[What is expected]
Please reproduce the listing below in full and shift every coordinate in the answer boxes by adding -64 to it. Leave the pictures out.

[Material provided]
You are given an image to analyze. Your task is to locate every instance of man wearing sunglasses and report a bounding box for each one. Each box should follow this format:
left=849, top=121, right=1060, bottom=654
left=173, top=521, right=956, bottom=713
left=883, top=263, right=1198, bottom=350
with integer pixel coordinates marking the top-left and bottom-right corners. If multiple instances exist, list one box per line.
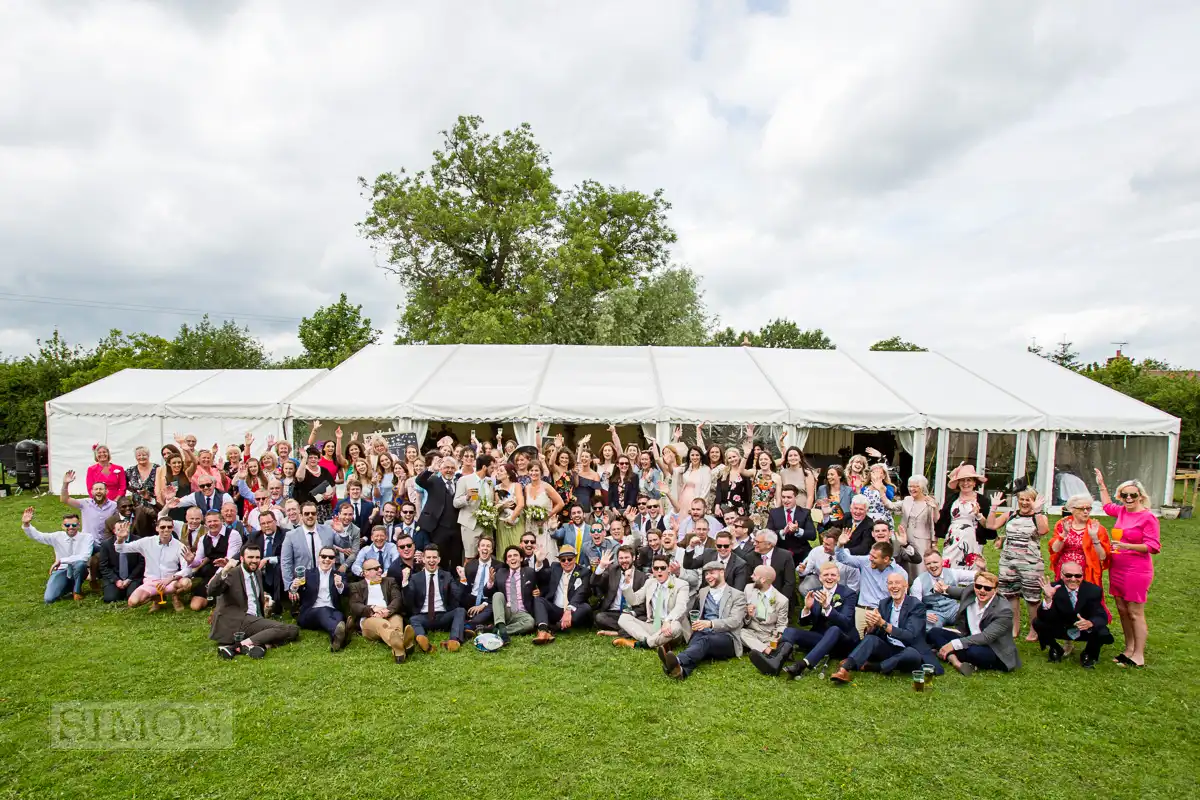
left=928, top=572, right=1021, bottom=675
left=1033, top=561, right=1114, bottom=669
left=20, top=506, right=92, bottom=603
left=288, top=546, right=349, bottom=652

[Solved exercise]
You are given an image to analyze. Your task is to locate every instance of man wearing sunglasses and report a bounding box for each one. Each box should follow this format:
left=849, top=121, right=1060, bottom=654
left=173, top=521, right=956, bottom=713
left=883, top=263, right=1198, bottom=350
with integer pixel coordinates marking the top-left and bottom-right corners. If multiple instances exist, list one box per line.
left=864, top=508, right=957, bottom=611
left=969, top=497, right=1050, bottom=605
left=-44, top=442, right=28, bottom=539
left=224, top=482, right=285, bottom=588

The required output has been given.